SET TASK >> Format the records from the line containing "Practice. Indicate each instance of the white panel" through the line containing "x=181, y=121" as a numbered list, one line per item, with blank lines omitted.

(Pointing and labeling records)

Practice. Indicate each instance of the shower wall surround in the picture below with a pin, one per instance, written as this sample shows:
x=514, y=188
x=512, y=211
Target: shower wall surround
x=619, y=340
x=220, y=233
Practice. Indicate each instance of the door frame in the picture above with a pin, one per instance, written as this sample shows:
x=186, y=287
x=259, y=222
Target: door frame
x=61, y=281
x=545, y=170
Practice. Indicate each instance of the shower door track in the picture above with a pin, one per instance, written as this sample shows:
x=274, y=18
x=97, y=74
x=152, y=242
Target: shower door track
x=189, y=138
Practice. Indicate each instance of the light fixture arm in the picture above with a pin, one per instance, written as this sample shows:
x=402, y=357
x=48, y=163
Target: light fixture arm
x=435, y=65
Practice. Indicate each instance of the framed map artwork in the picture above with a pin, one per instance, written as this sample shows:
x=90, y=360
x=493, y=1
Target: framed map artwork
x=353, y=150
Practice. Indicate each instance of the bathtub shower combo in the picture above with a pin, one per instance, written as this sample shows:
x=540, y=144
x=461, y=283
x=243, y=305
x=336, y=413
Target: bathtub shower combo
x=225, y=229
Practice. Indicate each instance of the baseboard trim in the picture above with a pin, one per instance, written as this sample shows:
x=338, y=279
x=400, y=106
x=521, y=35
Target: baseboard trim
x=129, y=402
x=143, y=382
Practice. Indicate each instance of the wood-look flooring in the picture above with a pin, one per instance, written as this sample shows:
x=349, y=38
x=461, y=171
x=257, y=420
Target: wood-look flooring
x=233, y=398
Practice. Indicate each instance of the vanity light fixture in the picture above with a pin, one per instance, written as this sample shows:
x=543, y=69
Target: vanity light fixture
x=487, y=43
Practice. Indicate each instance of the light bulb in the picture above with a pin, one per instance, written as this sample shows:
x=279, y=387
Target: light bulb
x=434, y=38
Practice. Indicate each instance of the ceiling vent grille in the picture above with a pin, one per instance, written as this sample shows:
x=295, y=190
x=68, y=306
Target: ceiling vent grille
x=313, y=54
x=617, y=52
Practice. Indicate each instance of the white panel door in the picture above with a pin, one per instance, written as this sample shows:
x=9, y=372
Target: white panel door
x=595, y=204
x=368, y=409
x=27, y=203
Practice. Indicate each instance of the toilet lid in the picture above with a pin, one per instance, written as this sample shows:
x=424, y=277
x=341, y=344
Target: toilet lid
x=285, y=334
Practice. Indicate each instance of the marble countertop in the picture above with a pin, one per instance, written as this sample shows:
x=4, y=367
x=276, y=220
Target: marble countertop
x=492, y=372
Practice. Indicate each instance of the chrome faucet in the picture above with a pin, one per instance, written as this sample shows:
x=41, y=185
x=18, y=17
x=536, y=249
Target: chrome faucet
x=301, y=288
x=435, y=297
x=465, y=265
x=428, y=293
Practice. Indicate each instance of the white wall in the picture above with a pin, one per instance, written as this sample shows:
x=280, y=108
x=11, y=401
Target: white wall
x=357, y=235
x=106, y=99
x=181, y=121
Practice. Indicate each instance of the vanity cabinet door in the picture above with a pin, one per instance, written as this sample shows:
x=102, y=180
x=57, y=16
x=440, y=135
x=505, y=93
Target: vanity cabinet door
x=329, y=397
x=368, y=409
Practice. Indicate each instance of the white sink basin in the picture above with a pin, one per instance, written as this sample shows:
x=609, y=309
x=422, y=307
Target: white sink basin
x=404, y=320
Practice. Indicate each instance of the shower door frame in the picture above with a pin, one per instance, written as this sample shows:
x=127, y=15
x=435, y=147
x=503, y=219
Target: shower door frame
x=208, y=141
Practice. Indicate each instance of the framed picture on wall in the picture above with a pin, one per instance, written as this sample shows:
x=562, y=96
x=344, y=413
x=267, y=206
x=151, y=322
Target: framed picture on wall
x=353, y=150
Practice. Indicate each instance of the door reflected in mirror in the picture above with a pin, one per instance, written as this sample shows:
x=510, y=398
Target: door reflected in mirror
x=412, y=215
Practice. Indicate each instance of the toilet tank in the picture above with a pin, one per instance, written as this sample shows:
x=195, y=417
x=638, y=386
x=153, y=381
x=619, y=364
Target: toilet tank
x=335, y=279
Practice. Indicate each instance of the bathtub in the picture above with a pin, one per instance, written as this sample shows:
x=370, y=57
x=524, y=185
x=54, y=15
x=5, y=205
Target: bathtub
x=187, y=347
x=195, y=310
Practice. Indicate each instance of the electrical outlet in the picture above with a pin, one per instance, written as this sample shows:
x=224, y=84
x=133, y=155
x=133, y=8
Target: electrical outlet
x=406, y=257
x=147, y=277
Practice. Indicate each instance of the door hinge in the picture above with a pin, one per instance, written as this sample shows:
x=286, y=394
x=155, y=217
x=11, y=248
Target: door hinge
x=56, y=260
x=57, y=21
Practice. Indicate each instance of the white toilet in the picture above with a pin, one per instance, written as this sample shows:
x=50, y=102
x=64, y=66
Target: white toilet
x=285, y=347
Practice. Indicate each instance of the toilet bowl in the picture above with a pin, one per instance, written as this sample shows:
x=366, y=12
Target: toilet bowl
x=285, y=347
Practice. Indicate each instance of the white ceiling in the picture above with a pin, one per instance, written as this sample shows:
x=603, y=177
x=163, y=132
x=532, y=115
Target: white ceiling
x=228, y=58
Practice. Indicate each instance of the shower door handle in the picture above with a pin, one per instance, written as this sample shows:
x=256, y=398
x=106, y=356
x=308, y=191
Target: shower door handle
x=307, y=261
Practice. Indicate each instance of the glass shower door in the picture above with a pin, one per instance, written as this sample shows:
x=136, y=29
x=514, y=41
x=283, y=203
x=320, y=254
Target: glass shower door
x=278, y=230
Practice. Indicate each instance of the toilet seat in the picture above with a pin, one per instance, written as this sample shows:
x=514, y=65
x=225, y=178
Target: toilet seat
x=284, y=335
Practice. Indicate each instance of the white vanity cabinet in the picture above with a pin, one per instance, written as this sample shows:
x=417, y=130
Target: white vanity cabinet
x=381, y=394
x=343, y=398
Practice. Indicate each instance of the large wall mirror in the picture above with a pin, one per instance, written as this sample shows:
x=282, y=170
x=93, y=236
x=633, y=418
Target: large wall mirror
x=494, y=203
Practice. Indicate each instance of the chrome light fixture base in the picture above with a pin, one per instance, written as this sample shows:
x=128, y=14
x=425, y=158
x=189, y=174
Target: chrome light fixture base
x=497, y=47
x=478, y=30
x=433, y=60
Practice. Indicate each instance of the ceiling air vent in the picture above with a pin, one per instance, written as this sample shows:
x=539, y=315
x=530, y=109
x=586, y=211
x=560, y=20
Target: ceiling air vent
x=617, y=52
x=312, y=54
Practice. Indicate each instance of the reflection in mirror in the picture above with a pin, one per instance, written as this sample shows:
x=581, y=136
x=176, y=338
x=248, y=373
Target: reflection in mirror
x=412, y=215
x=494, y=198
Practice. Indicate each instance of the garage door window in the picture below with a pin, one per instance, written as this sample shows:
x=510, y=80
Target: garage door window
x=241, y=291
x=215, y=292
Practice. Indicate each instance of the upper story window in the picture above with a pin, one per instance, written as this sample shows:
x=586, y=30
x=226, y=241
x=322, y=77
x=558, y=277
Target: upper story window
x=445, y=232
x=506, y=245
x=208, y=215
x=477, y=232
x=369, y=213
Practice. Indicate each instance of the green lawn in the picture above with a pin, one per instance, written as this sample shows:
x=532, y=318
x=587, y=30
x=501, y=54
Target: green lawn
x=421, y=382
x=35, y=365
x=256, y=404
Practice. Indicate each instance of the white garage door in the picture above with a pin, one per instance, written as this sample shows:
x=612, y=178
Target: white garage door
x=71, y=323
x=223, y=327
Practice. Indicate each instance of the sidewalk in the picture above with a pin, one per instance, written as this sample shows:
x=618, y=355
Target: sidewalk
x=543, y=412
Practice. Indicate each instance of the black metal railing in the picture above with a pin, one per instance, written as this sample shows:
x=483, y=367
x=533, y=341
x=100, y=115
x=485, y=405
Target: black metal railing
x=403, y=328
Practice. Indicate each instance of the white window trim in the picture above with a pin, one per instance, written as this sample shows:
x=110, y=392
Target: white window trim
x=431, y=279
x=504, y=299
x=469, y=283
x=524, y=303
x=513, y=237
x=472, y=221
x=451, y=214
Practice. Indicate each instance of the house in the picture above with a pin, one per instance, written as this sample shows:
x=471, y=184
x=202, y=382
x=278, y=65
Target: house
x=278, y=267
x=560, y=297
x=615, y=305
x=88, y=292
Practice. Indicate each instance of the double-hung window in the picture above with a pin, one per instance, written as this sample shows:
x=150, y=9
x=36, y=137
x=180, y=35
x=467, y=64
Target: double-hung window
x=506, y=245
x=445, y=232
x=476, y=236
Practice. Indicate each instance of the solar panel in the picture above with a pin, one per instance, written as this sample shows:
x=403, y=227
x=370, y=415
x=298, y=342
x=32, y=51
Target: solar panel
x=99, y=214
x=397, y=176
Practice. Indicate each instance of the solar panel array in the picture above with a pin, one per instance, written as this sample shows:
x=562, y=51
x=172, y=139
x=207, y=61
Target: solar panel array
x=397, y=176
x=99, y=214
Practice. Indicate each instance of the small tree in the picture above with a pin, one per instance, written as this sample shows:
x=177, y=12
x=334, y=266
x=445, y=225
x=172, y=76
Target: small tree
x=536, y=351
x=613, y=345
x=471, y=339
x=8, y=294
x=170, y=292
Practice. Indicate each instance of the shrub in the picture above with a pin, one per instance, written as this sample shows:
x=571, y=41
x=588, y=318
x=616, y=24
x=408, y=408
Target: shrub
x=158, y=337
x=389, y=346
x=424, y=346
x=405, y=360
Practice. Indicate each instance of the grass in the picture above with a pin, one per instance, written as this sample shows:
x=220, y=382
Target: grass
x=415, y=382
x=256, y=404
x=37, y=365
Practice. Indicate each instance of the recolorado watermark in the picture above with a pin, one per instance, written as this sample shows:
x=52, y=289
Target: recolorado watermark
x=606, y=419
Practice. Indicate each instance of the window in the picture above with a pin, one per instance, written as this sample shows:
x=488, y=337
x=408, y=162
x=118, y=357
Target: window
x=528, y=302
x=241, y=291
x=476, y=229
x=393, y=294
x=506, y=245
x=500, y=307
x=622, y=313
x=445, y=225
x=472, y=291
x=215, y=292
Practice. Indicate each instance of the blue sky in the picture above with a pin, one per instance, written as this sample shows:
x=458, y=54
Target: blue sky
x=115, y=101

RESULT OF THIS TASK >>
1. Practice. Indicate each instance of the white panel door in the picture above with a pin, one per instance, written as this sample shows:
2. x=9, y=372
3. Target: white panel door
4. x=595, y=204
5. x=368, y=409
6. x=27, y=203
7. Practice. Indicate each instance of the toilet lid in the picture above with a pin, one per instance, written as this sample shows:
8. x=424, y=277
9. x=341, y=344
10. Target: toilet lid
11. x=285, y=334
12. Practice. Indicate each instance of the marble countertop in the picture above with a pin, one per instance, written as this sample shows:
13. x=4, y=367
14. x=276, y=220
15. Target: marble countertop
16. x=492, y=372
17. Practice. Indicate each instance of the chrome faucet in the picture above with a pin, one per instance, written as this sample shows:
18. x=41, y=185
19. x=18, y=17
20. x=536, y=249
21. Target: chrome faucet
22. x=301, y=288
23. x=435, y=297
24. x=465, y=265
25. x=428, y=293
26. Practice. Indicate each instance of the white wall in the picture above with a pin, one per instance, written as this sample shows:
27. x=280, y=108
28. x=11, y=401
29. Target: white wall
30. x=357, y=235
31. x=106, y=99
32. x=181, y=121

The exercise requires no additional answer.